▸ Extracted records

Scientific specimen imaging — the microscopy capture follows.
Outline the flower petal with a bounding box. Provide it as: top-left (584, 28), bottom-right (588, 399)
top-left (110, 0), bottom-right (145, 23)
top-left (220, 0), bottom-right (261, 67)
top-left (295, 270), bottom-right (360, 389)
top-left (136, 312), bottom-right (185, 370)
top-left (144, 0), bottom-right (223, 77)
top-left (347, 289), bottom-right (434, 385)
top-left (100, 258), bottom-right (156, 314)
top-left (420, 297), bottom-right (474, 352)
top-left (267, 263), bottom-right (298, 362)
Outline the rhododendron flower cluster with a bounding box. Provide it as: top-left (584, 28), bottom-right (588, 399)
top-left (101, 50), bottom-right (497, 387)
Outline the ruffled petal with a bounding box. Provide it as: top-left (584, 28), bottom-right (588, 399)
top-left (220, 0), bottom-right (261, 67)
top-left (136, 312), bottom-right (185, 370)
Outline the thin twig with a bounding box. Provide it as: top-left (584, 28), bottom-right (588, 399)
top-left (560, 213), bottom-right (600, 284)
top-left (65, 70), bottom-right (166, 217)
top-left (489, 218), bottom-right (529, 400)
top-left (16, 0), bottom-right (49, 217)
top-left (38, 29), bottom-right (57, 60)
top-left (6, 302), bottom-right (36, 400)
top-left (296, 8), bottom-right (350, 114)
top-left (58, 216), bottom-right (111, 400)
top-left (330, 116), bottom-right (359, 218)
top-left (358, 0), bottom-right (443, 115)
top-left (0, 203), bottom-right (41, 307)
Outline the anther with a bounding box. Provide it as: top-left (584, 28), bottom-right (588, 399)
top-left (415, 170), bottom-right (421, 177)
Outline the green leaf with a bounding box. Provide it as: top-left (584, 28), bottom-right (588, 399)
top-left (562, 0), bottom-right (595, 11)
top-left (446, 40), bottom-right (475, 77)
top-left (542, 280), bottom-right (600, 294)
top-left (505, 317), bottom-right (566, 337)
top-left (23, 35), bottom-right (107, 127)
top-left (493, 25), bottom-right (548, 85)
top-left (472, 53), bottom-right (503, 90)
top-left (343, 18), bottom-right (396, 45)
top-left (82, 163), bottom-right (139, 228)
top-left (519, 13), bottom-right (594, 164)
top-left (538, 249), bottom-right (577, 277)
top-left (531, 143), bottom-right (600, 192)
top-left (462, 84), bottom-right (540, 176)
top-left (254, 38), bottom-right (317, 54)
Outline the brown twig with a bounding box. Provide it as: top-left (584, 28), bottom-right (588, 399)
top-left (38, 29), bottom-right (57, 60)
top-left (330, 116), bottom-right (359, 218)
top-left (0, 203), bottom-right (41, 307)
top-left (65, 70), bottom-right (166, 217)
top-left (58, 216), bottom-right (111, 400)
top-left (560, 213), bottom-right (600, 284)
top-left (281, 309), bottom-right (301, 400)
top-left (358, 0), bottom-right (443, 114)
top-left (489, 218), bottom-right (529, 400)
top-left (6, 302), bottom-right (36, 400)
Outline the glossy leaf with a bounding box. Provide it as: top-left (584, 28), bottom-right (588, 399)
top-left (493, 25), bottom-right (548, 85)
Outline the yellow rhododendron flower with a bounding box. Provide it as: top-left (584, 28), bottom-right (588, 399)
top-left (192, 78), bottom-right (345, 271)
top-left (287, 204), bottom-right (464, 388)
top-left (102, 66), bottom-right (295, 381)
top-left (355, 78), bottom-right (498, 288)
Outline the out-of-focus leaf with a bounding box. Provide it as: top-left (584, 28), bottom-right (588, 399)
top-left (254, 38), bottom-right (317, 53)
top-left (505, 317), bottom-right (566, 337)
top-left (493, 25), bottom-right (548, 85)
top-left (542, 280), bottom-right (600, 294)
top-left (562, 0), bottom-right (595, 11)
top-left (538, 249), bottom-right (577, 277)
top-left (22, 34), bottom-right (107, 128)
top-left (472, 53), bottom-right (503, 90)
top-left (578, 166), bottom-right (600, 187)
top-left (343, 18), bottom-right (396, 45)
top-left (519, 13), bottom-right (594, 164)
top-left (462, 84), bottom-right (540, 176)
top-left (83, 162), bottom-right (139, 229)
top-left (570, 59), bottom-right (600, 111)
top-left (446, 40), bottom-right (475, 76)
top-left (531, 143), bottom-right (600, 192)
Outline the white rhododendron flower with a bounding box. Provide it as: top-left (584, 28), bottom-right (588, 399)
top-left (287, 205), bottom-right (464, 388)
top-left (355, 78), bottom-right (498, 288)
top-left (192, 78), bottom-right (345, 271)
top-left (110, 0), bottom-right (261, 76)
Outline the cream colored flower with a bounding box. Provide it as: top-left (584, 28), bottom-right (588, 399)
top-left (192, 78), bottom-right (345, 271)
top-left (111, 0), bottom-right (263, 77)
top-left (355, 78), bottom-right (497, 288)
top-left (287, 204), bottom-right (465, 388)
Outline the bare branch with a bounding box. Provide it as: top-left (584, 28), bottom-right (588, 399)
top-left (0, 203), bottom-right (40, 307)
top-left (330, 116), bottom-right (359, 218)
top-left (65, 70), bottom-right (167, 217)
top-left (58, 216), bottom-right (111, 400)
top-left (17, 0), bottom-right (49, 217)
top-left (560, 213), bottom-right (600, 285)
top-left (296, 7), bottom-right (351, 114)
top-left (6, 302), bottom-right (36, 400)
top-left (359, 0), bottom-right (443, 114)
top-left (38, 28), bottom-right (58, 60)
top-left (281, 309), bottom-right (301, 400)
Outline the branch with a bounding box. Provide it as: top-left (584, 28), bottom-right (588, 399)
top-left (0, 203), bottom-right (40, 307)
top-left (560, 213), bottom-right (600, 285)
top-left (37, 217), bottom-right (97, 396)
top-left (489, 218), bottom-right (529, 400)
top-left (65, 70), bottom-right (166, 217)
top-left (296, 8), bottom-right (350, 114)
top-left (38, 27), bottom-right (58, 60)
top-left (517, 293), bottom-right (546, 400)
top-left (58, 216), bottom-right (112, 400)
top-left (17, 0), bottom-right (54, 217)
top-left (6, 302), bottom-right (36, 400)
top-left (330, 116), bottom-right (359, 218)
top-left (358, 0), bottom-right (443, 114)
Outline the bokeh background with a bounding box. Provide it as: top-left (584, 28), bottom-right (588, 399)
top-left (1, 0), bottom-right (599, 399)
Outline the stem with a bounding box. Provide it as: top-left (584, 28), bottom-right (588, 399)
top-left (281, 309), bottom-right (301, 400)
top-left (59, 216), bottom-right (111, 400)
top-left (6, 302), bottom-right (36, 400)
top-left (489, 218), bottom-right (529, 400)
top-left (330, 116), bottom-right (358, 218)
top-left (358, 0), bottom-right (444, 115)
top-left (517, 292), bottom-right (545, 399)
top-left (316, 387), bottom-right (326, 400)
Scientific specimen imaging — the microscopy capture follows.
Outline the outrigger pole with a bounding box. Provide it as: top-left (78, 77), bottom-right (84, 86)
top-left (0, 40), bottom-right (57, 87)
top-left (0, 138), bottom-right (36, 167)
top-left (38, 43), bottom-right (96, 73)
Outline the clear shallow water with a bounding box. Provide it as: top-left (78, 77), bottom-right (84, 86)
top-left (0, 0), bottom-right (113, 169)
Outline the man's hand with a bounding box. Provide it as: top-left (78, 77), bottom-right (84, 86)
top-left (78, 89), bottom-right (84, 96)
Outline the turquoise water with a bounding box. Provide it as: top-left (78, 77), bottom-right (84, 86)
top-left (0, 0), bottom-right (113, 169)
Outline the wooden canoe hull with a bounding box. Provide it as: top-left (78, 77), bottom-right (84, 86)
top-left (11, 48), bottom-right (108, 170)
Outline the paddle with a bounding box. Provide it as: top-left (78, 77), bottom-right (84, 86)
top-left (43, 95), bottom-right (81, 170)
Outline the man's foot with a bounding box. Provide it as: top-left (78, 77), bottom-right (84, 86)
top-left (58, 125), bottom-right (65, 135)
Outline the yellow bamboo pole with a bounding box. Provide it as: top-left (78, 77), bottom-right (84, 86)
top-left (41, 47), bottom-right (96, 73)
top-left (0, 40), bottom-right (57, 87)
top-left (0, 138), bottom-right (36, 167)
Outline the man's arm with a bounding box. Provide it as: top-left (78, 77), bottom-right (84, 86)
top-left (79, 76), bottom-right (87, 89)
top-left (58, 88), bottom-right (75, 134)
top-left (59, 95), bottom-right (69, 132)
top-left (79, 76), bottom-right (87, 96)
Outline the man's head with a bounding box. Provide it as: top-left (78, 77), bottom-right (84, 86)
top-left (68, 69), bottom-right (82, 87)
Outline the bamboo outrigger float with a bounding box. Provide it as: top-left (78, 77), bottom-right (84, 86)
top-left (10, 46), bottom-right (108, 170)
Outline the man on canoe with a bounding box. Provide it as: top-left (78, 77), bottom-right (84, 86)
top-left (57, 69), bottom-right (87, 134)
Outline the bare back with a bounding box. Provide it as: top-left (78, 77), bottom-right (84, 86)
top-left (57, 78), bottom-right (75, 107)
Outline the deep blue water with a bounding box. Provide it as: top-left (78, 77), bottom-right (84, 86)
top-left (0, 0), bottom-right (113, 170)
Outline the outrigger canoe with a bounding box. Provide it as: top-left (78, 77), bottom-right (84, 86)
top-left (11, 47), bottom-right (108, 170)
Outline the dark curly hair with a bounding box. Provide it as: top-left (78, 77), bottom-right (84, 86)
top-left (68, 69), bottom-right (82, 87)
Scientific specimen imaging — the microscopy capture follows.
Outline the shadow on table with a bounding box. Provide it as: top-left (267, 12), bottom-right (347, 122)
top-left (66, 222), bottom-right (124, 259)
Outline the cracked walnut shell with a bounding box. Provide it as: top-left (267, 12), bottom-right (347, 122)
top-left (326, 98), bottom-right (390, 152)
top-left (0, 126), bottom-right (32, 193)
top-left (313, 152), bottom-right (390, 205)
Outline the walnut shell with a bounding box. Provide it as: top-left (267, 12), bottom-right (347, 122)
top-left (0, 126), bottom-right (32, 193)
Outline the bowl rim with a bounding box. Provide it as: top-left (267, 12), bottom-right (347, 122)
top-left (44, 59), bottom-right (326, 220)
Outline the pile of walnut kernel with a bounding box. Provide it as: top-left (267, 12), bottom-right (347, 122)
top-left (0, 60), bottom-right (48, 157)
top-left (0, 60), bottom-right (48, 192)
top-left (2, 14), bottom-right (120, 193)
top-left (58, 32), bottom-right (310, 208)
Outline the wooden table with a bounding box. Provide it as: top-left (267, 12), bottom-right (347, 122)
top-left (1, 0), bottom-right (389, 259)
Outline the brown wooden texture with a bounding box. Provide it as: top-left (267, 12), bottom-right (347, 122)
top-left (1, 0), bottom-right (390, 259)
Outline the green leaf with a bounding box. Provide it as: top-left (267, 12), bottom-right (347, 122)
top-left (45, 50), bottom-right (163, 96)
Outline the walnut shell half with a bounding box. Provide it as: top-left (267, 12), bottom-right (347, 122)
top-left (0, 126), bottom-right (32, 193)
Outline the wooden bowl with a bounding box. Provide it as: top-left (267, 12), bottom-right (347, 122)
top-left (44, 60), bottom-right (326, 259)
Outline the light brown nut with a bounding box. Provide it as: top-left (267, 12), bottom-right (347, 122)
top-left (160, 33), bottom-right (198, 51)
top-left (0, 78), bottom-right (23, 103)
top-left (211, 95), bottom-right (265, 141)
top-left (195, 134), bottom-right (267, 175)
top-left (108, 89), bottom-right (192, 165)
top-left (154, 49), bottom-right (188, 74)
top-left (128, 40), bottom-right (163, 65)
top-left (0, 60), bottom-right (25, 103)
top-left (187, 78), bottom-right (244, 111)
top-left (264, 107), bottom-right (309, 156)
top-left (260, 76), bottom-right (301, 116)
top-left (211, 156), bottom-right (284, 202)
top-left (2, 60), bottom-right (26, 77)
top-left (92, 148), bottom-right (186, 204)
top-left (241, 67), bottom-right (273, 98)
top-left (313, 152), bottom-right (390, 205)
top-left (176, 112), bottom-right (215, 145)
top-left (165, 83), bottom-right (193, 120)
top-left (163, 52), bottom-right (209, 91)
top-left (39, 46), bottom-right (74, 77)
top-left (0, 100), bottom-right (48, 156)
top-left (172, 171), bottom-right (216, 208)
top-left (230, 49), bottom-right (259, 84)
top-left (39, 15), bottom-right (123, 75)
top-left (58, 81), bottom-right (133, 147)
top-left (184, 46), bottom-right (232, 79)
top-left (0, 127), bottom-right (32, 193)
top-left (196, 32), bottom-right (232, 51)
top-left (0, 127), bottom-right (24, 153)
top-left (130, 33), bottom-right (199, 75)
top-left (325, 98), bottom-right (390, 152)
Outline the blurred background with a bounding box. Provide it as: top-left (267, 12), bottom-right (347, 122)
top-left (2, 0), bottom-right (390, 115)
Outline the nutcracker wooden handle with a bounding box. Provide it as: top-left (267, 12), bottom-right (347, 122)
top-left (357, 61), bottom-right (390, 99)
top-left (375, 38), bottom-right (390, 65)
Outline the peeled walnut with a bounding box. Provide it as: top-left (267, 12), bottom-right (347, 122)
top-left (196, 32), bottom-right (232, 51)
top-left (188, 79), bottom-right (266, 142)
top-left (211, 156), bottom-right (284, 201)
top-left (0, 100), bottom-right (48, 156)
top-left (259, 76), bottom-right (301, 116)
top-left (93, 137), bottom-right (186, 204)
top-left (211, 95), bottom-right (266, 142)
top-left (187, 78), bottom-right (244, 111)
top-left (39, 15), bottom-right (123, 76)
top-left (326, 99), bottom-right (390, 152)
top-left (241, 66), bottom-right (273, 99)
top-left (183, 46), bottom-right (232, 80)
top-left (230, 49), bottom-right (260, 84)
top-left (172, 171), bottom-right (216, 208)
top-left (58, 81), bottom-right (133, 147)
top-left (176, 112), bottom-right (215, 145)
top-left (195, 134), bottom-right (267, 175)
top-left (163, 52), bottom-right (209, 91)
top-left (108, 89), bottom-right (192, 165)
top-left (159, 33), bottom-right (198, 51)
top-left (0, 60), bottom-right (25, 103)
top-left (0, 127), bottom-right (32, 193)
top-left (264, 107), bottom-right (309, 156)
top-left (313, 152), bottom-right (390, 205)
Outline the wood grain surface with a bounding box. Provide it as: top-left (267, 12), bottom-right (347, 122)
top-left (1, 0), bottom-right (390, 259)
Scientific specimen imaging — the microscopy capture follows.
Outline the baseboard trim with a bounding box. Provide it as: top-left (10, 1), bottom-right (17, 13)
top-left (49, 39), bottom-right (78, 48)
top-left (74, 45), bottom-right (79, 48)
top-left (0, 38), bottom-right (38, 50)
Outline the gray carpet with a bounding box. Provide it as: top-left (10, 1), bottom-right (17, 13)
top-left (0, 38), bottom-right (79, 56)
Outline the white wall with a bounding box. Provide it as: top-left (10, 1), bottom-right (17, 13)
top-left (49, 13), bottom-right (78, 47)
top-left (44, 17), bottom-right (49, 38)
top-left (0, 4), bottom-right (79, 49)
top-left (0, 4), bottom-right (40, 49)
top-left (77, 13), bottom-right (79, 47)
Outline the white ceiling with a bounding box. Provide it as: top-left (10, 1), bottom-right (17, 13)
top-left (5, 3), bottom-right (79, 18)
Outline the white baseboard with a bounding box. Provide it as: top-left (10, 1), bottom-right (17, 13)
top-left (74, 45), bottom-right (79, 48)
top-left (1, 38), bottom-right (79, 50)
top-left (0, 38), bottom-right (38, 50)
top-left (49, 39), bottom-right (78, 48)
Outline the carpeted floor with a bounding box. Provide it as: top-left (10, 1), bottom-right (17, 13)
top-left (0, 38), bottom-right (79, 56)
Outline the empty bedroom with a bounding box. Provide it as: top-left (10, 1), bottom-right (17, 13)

▸ What to work on
Please return the span of lines above that opens with the one containing "Outline the carpeted" and closes with the final line, both included, exactly as written and nothing more.

▸ Output below
Outline the carpeted floor with a bounding box. Provide it as: top-left (10, 1), bottom-right (17, 13)
top-left (0, 38), bottom-right (79, 56)
Outline the empty bedroom with a bounding box. Provide it as: top-left (10, 1), bottom-right (17, 13)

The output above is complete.